Mike Schmidt: Frisk the Pitcher an excuse for poor hitting

Sports

FILE – In this Feb. 23, 1984, file photo, Philadelphia Phillies’ Mike Schmidt follows the flight of the ball as he takes batting practice during spring training baseball in Clearwater, Fla. The Hall of Fame third baseman was a three-time NL MVP and MVP of the 1980 World Series when the Philadelphia Phillies won their first championship. (AP Photo/Rusty Kennedy, File)

So baseball began holding “Frisk the Pitcher Night” at every big league stadium this week. Max Scherzer had the look of a guy who didn’t need help to do his job as umpires checked him at Citizens Bank Park.

No evidence was found. On Scherzer or anyone else.

OK, it’s understandable that Commissioner Rob Manfred was under pressure to take action over accusations that a high percentage of today’s pitchers cheat, using something in addition to sweat and saliva on the ball.

The modern-day pitcher can make a fastball sail in or away from a hitter with a cutter. They can make a changeup drop 6 inches with the split, made famous by Bruce Sutter.

Record extracts:
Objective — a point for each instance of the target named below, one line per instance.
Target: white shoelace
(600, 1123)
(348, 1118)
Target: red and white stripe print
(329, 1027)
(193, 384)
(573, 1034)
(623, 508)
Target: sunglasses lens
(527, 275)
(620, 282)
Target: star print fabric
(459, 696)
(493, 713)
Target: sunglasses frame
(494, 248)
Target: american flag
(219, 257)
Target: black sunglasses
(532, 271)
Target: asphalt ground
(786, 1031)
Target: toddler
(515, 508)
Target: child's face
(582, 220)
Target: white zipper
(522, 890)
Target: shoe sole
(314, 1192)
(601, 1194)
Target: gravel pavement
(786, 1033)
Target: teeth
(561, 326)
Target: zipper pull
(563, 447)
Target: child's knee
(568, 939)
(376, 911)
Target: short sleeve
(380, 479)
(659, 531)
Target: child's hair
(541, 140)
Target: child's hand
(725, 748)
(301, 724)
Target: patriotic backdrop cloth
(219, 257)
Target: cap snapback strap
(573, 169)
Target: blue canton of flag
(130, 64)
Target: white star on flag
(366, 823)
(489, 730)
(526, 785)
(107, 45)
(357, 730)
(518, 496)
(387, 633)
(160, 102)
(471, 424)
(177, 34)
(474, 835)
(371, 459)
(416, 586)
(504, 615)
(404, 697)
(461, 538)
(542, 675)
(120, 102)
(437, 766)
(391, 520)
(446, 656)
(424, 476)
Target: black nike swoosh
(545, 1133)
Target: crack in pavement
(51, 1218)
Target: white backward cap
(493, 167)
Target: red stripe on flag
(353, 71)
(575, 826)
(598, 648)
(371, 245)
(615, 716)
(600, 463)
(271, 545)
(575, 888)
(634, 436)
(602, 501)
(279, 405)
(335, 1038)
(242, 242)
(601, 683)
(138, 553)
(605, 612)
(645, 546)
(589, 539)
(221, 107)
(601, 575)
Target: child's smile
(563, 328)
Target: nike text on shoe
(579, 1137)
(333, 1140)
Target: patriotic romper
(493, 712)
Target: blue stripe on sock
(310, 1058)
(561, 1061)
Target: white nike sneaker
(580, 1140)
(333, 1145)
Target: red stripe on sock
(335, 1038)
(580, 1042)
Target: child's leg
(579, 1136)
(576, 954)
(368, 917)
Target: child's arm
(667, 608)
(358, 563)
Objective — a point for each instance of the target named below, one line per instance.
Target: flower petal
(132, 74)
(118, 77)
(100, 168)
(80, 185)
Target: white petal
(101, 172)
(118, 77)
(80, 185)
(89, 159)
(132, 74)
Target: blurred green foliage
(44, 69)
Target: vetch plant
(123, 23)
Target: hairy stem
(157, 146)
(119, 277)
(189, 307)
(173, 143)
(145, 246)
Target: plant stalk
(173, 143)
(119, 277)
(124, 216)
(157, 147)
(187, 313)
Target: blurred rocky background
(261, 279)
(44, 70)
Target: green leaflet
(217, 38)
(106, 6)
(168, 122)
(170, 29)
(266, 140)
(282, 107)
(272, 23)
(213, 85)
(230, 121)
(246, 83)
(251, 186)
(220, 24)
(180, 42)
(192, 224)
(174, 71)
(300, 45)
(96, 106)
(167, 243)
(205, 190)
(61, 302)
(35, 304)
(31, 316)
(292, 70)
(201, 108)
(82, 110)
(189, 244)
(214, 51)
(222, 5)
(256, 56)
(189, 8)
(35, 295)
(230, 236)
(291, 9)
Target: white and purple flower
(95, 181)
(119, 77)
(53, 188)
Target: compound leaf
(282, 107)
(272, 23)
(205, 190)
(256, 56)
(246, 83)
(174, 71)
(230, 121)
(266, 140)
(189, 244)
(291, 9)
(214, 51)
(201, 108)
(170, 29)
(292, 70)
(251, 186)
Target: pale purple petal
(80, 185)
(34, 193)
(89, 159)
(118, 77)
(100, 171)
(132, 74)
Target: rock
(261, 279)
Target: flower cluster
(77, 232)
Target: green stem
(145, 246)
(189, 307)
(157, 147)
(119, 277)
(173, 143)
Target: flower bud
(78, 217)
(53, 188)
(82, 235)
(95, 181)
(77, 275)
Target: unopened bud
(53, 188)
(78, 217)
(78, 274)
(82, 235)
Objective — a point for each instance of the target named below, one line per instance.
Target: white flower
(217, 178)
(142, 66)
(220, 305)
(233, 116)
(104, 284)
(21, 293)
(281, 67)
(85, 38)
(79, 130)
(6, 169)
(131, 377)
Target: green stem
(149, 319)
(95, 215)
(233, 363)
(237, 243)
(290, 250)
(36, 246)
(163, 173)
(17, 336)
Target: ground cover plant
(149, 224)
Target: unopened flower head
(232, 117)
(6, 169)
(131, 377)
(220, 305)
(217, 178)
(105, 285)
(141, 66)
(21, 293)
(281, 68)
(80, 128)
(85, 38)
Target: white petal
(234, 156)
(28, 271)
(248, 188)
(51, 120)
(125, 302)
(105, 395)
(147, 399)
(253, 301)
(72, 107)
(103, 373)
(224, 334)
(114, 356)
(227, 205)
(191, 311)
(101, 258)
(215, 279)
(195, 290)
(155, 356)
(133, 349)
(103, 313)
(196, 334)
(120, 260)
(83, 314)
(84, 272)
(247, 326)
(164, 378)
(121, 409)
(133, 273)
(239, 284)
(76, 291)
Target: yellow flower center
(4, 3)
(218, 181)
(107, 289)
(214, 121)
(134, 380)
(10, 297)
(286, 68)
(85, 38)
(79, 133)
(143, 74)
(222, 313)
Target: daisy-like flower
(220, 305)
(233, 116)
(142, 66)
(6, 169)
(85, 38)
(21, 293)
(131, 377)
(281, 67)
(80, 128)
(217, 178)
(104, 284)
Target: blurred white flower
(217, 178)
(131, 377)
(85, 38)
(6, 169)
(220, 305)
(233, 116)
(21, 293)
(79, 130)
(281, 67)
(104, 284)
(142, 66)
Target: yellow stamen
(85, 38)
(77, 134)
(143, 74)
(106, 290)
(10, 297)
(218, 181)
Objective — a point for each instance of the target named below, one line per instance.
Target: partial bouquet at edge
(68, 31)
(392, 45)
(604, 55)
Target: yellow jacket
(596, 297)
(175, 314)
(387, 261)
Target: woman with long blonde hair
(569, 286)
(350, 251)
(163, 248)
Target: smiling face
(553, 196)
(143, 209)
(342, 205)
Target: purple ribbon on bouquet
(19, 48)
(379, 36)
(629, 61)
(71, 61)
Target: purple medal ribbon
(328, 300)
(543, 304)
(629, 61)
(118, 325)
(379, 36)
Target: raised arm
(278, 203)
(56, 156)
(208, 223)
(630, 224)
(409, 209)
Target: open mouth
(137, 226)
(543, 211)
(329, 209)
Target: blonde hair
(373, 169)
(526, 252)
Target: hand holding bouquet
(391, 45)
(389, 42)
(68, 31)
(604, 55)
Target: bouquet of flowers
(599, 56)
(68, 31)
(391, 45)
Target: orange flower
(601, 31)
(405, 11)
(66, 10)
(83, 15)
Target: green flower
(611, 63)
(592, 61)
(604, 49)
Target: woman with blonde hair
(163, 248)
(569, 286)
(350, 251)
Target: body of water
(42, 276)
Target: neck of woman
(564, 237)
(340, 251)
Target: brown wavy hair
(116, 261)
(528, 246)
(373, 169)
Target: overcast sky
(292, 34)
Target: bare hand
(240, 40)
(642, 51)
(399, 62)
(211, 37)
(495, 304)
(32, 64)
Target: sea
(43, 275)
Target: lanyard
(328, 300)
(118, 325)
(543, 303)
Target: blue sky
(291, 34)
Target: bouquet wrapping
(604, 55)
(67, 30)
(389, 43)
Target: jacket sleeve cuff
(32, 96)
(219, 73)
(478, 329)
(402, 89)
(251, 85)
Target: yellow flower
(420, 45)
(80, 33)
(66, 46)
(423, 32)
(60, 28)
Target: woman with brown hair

Objective:
Decide whether each statement agrees with the Frisk the Pitcher article, answering yes or no and quoting the words of the article that settle it. (a) Umpires found evidence on Max Scherzer when they checked him. (b) The split was made famous by Bruce Sutter. (c) Mike Schmidt was a three-time NL MVP.

Complete output:
(a) No: "No evidence was found. On Scherzer or anyone else."
(b) Yes: "the split, made famous by Bruce Sutter."
(c) Yes: "The Hall of Fame third baseman was a three-time NL MVP"